◆ Excerpt to read
%%

SoftOrchestrator

Inspiration

We were inspired to move beyond "one-size-fits-all" AI models. Our system dynamically selects the best AI models for user tasks by analyzing benchmark performance, task decomposition, and capability mapping. We also prioritized a safety-first architecture, ensuring a "Preview & Confirm" workflow where no changes are applied immediately without user oversight.

What it does

SoftOrchestrator is a professional VS Code extension that orchestrates specialized AI agents to safely modify your codebase.

Intelligent Task Decomposition: It breaks complex user queries (e.g., "Build a coding assistant") into smaller, executable subtasks.
Dynamic Model Selection: It maps subtasks to required capabilities (such as Engineering or Reasoning) and assigns the optimal model based on stored benchmark performance.
Multi-Model Orchestration: The system can select from top-tier models including Gemini 1.5 Pro, GPT-4o, and Claude 3.5 Sonnet.
Safety-First Architecture: It features a "Preview Mode" where users review proposed changes. It uses atomic edits via VS Code's WorkspaceEdit API, meaning one Cmd+Z undoes everything.

How we built it

We constructed the system using a dual-layer architecture consisting of a VS Code Extension and a Backend Intelligence Pipeline.

1. The Intelligence Backend

We built a data-driven decision engine comprising three core JSON components:

Benchmark Knowledge Base : Defines the relationship between evaluation benchmarks and AI capability domains.

Model Performance Database : Stores benchmark scores generated to optimizer agent selection.

Task Decomposition Engine : Converts large instructions into manageable tasks with specific capability requirements.

2. The VS Code Extension

Tech Stack: Built with TypeScript (Node.js extension host) and Vanilla HTML/CSS/JS for the Webview.

Smart Scanning: We implemented recursive scanning that intelligently filters out node_modules and hidden files while reading source code context.

Communication: We established a strict postMessage contract to handle data flow between the Frontend and Backend.

The logical data flow follows this path:

$$ \text{User Query} \rightarrow \text{Subtask Generator} \rightarrow \text{Capability Mapper} \rightarrow \text{Performance Lookup} \rightarrow \text{Model Selection} $$

Challenges we ran into

Reliability in Decomposition: LLMs occasionally fail to break down tasks correctly. To solve this, we implemented a Fallback Subtask System that provides predefined subtasks when the LLM generation fails.

Safe File Handling: Preventing data loss was critical. We had to ensure the extension never wrote to disk directly using fs. Instead, we utilized VS Code's WorkspaceEdit API to bundle changes into a single transaction.

Context Management: Managing the context window was difficult. We implemented safety limits, such as restricting recursion depth to 3 levels and capping file sizes at 10KB, to ensure relevant context was passed without overflowing the model.

Accomplishments that we're proud of

Atomic Edits Architecture: We successfully built a system where file creation and modification are bundled, ensuring that partial failures don't leave the codebase in a broken state.

Data-Driven Orchestration: We moved beyond simple prompting to a system that uses real-world data to make decisions. For example, the system knows that GPT-4o has a high proficiency in Engineering benchmarks:

$$ \text{GPT-4o score on HumanEval} = 86\% $$

This allows the system to intelligently assign it to coding tasks.

%%

◆ Excerpted records
%%

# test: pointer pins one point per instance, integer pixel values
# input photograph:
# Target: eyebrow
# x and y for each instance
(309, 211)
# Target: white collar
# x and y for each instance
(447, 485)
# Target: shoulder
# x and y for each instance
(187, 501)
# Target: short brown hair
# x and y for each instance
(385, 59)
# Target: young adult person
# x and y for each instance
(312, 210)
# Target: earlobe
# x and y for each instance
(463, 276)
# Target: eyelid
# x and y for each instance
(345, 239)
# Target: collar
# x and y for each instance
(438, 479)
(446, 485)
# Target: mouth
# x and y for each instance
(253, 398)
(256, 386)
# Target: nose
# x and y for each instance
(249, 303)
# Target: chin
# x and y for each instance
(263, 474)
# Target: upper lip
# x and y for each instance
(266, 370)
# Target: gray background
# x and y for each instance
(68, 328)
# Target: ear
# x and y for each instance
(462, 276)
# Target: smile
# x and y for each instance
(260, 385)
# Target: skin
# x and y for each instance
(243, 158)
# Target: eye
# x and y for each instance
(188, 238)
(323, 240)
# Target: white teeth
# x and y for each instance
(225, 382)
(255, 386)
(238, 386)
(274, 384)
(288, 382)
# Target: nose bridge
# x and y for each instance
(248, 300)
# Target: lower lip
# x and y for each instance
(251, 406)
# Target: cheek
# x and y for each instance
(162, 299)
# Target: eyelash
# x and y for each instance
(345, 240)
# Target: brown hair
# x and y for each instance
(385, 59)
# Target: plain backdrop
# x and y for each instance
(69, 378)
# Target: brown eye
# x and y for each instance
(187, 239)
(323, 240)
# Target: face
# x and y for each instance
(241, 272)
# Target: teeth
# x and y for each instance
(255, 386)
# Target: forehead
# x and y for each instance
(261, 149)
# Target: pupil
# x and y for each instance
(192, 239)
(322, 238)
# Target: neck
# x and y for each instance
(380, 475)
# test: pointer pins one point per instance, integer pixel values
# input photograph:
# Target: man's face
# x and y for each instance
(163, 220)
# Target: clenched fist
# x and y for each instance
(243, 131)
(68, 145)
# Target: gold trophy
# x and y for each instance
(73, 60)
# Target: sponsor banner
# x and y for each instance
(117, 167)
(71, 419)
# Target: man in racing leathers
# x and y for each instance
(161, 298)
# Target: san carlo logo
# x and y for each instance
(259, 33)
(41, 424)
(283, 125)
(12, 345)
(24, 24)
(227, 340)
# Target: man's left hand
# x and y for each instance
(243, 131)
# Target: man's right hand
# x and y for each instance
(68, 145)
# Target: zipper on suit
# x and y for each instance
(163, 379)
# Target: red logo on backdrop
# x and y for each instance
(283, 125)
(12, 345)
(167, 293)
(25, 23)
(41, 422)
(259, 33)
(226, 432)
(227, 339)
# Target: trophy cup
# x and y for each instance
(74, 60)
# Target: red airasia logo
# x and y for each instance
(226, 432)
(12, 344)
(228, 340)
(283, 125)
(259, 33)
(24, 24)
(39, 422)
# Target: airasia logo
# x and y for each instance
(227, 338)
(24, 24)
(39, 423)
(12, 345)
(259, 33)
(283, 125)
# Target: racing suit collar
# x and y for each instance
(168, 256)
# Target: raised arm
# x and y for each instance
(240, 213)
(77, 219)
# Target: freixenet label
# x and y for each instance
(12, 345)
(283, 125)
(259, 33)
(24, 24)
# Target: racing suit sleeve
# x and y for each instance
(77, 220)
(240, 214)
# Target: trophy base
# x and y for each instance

%%

◆ Task item A
On the SoftOrchestrator page, how would you render "SoftOrchestrator is a professional VS Code extension that orchestrates specialized AI agents to safely modify your codebase." in Spanish?
◆ Task item B
Write out the SoftOrchestrator page, starting with "2. The VS Code" and going on through "Frontend and Backend.".
◆ Task item C
According to the SoftOrchestrator page, what cap was placed on file sizes to manage the context window?

◆ Exercise response A
SoftOrchestrator es una extensión profesional de VS Code que orquesta agentes de IA especializados para modificar de forma segura tu código base.

◆ Exercise response B
2. The VS Code Extension

Tech Stack: Built with TypeScript (Node.js extension host) and Vanilla HTML/CSS/JS for the Webview.

Smart Scanning: We implemented recursive scanning that intelligently filters out node_modules and hidden files while reading source code context.

Communication: We established a strict postMessage contract to handle data flow between the Frontend and Backend.

◆ Exercise response C
File sizes were capped at 10KB.